- [Problem to solve]
Copy the lines below verbatim, but only from the line containing "[trace] distant building" through the end of the data.

- [Listed records]
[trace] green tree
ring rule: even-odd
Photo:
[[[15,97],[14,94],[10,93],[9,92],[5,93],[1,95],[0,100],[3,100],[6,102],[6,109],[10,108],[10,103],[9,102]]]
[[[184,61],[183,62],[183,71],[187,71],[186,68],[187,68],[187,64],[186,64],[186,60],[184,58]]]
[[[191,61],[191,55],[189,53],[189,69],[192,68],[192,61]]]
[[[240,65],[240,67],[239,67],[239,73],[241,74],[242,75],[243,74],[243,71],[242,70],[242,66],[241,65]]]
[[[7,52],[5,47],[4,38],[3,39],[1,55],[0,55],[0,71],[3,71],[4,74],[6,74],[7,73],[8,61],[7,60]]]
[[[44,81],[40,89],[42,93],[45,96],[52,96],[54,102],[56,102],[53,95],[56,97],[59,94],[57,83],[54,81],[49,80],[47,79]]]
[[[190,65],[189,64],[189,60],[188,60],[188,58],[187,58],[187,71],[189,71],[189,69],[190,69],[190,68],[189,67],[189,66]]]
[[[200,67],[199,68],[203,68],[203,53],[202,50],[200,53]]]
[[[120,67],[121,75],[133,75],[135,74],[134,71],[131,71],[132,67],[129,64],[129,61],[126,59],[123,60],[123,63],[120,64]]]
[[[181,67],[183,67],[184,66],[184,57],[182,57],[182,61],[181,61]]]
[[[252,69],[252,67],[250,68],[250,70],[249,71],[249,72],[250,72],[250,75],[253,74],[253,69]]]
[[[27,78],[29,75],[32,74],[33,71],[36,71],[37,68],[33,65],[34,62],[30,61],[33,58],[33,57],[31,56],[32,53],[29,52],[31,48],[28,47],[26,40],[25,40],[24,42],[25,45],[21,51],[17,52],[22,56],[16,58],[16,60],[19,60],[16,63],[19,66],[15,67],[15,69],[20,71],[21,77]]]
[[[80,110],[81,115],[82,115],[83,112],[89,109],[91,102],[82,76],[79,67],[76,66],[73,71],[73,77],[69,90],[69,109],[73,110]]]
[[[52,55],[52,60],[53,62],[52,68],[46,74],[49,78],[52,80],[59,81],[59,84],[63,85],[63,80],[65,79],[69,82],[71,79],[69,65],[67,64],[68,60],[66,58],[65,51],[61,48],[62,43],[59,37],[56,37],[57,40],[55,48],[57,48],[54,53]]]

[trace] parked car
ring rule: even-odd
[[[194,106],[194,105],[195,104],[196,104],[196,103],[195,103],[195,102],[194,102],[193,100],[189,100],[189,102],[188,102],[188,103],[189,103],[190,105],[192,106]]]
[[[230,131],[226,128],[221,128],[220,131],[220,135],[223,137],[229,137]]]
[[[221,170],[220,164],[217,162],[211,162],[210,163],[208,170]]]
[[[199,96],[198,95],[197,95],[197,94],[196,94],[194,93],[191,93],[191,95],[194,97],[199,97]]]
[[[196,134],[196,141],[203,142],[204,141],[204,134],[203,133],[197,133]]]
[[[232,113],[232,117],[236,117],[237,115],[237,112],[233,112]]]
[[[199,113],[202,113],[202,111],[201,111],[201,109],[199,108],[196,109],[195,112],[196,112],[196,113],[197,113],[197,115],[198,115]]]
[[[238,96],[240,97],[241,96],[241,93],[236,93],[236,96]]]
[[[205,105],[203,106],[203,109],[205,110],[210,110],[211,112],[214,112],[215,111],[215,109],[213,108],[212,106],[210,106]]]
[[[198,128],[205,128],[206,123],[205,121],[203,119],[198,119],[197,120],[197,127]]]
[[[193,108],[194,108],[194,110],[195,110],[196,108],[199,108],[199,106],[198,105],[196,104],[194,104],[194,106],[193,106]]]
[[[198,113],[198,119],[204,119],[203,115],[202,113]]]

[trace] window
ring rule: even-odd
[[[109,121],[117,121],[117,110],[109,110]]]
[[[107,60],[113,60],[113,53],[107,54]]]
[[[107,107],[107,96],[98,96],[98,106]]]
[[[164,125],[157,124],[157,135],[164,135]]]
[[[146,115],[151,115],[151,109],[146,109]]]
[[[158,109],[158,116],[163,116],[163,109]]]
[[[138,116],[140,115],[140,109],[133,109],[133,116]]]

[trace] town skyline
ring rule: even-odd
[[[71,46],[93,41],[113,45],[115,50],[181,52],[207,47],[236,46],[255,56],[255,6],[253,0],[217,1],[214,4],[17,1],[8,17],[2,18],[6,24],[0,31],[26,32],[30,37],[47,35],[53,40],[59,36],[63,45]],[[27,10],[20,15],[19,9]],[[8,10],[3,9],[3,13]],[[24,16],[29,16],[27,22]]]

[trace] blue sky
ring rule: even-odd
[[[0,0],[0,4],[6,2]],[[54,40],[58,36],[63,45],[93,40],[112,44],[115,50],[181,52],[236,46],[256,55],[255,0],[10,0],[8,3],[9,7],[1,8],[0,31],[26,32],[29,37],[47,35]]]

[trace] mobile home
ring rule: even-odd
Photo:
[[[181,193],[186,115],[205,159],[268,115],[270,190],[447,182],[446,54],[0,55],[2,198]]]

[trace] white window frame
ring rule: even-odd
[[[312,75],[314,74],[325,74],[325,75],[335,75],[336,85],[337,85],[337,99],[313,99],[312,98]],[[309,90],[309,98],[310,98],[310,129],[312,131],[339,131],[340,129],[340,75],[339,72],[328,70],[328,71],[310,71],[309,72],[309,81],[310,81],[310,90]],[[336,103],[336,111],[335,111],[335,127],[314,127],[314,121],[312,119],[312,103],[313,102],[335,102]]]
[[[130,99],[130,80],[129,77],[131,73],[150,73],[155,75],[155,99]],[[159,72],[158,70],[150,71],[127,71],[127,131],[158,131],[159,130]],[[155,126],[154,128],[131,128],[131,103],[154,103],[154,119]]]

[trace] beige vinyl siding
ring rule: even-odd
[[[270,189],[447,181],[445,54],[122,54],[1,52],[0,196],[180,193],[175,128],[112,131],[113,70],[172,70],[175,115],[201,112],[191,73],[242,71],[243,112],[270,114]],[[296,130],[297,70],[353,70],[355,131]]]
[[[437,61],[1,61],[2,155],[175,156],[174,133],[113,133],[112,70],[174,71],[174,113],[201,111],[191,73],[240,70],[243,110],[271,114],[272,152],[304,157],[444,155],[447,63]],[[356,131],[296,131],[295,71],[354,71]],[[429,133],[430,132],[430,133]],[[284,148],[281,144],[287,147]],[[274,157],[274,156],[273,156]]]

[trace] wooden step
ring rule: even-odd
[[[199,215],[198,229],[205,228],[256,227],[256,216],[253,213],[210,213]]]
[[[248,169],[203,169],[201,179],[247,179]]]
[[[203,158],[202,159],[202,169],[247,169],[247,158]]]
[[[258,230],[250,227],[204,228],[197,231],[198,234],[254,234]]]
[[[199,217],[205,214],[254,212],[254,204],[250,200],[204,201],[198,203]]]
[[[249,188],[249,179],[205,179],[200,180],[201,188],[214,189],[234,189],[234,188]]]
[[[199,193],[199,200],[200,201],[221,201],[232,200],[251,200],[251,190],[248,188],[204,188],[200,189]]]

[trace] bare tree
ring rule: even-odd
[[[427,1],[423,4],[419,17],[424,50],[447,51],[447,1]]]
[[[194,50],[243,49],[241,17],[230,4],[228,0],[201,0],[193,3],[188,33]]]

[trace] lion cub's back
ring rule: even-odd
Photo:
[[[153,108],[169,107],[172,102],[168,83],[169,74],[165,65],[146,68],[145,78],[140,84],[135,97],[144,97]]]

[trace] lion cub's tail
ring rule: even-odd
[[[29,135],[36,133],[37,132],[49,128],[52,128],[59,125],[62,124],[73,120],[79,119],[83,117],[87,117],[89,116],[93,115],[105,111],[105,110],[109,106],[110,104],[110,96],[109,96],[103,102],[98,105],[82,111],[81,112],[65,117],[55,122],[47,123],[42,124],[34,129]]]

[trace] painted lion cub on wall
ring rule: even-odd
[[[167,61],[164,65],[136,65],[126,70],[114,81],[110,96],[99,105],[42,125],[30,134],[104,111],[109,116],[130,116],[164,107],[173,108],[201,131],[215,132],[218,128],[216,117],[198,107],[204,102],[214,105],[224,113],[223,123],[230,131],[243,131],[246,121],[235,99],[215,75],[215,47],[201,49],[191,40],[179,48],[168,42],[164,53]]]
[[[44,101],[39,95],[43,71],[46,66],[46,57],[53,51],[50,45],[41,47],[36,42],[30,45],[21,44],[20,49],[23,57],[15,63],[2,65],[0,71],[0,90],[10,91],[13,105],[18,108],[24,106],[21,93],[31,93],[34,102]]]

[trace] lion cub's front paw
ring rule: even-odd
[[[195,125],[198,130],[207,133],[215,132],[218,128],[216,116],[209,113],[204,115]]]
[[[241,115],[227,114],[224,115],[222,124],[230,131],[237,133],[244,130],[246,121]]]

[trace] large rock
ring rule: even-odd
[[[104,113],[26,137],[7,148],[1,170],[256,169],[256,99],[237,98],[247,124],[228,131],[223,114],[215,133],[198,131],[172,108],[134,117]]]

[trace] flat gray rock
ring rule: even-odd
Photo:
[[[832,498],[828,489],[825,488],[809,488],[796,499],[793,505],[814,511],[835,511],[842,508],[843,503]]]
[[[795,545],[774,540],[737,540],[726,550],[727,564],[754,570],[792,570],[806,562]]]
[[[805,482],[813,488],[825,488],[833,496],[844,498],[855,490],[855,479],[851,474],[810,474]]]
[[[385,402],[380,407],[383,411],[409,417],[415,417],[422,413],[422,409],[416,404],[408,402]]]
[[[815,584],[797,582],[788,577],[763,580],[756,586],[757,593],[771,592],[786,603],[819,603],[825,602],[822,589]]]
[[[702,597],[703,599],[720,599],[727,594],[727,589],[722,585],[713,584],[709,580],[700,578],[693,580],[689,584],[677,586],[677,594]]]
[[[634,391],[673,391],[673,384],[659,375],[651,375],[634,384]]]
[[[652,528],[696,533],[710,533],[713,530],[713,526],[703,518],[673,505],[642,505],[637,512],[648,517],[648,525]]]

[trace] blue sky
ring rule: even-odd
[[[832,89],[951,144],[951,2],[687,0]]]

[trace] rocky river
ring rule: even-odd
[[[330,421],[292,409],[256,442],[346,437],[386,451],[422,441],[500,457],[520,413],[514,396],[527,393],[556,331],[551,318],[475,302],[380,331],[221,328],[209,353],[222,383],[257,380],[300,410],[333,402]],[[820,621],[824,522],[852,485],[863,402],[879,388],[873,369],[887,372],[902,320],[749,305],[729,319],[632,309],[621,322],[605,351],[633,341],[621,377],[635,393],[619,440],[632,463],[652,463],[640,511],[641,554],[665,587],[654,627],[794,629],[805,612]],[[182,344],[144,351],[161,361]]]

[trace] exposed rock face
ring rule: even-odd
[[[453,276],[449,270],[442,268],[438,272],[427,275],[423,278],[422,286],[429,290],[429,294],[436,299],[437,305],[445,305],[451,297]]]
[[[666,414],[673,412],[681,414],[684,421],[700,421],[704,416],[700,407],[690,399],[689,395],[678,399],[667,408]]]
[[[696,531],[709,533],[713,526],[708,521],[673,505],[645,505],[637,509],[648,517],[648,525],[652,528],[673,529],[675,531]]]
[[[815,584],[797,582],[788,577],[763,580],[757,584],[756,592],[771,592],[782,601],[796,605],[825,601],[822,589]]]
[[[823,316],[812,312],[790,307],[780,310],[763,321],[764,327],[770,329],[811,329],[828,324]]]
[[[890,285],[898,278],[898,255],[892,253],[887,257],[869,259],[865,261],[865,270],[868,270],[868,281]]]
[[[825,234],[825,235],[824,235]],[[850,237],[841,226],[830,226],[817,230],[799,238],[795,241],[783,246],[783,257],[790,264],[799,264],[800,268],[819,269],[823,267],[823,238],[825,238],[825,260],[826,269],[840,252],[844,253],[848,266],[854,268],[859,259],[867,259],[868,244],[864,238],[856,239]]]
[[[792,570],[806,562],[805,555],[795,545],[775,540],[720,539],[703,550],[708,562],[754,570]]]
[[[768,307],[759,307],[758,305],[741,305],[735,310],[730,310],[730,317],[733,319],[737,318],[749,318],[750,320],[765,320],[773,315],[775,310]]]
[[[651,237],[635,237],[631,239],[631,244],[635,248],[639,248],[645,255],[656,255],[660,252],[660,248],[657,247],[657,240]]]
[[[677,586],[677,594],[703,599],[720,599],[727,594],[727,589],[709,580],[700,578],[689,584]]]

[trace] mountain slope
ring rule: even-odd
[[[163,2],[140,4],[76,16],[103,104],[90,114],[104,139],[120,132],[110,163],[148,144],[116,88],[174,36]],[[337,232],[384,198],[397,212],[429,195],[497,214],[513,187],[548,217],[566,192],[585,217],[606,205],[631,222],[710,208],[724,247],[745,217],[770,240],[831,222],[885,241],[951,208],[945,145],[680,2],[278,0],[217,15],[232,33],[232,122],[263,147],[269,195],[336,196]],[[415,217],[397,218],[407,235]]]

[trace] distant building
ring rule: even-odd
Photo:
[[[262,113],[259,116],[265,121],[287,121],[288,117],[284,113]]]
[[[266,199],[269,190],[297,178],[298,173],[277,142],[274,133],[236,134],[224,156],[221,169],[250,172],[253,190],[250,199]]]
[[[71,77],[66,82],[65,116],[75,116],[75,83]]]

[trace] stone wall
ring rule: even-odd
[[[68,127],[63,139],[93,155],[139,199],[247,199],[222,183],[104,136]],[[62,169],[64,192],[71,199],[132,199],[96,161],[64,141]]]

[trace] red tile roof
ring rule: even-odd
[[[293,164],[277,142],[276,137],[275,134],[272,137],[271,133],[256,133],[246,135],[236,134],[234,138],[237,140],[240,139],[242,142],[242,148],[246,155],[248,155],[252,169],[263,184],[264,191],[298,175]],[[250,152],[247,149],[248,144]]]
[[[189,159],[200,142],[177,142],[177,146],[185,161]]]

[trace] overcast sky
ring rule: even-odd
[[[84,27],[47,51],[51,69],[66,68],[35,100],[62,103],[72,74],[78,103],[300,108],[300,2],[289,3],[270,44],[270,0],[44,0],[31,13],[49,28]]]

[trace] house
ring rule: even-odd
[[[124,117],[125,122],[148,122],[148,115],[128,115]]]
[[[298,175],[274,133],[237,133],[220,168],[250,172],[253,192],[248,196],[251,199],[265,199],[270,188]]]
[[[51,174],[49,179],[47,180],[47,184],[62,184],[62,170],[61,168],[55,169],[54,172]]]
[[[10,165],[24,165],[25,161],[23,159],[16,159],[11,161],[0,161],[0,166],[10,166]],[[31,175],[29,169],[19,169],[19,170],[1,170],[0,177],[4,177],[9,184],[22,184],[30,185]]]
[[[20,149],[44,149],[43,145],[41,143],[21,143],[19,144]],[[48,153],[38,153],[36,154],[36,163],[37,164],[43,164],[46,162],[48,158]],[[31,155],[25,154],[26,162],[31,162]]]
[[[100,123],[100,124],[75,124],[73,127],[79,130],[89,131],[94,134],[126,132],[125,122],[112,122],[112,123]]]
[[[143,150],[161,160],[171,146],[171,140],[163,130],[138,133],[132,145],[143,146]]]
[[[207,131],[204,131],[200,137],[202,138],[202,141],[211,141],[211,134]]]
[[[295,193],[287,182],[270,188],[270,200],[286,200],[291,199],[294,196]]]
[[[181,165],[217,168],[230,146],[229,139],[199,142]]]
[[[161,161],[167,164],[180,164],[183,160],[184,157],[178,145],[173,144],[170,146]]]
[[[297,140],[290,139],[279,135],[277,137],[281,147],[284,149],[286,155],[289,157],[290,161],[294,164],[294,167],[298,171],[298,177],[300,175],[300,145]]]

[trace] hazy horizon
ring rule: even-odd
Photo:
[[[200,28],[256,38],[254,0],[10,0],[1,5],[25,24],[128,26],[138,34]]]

- [The solution]
[trace] distant building
ring rule: even-odd
Photo:
[[[262,113],[259,116],[265,121],[287,121],[288,117],[284,113]]]
[[[266,199],[269,190],[297,178],[298,173],[277,142],[274,133],[236,134],[224,156],[221,169],[250,172],[253,190],[250,199]]]
[[[71,77],[66,82],[65,116],[75,116],[75,83]]]

[trace] stone wall
ring rule: even-odd
[[[68,127],[63,139],[93,155],[139,199],[247,199],[222,183],[104,136]],[[62,169],[64,192],[71,199],[132,199],[96,161],[64,141]]]

[trace] red tile roof
ring rule: even-odd
[[[293,164],[277,142],[276,137],[275,134],[272,137],[271,133],[256,133],[246,135],[236,134],[234,138],[237,140],[240,139],[242,142],[242,148],[246,155],[248,155],[252,169],[263,184],[264,191],[298,175]],[[250,152],[247,149],[248,144]]]
[[[189,159],[200,142],[177,142],[177,146],[185,161]]]

[trace] overcast sky
ring rule: even-odd
[[[84,27],[47,51],[51,69],[66,68],[35,100],[62,103],[72,74],[78,103],[300,108],[300,2],[289,3],[270,44],[270,0],[44,0],[31,13],[49,28]]]

[trace] house
ring rule: even-odd
[[[124,117],[125,122],[148,122],[148,115],[128,115]]]
[[[298,175],[274,133],[237,133],[220,168],[250,172],[253,192],[248,196],[251,199],[265,199],[270,188]]]
[[[51,174],[49,179],[47,180],[47,184],[62,184],[62,170],[61,168],[55,169],[54,172]]]
[[[10,165],[24,165],[25,161],[23,159],[16,159],[11,161],[0,161],[0,166],[10,166]],[[31,175],[29,169],[19,169],[19,170],[1,170],[0,177],[4,177],[9,184],[22,184],[30,185]]]
[[[20,149],[44,149],[43,145],[41,143],[21,143],[19,144]],[[48,153],[38,153],[36,154],[36,163],[37,164],[43,164],[46,162],[48,158]],[[31,155],[25,154],[26,162],[31,162]]]
[[[100,123],[100,124],[75,124],[73,127],[79,130],[89,131],[94,134],[126,132],[125,122],[112,122],[112,123]]]
[[[143,150],[161,160],[171,146],[171,140],[163,130],[138,133],[132,145],[143,146]]]
[[[207,131],[204,131],[200,137],[202,138],[202,141],[211,141],[211,134]]]
[[[295,193],[287,182],[270,188],[270,200],[286,200],[291,199],[294,196]]]
[[[181,165],[217,168],[230,146],[229,139],[199,142]]]
[[[161,161],[167,164],[180,164],[183,160],[184,157],[178,145],[173,144],[170,146]]]
[[[297,140],[290,139],[279,135],[277,137],[281,147],[284,149],[286,155],[289,157],[290,161],[294,164],[294,167],[298,171],[298,177],[300,175],[300,145]]]

[trace] hazy horizon
ring rule: even-odd
Photo:
[[[200,28],[256,38],[254,0],[10,0],[1,5],[25,24],[128,26],[138,34]]]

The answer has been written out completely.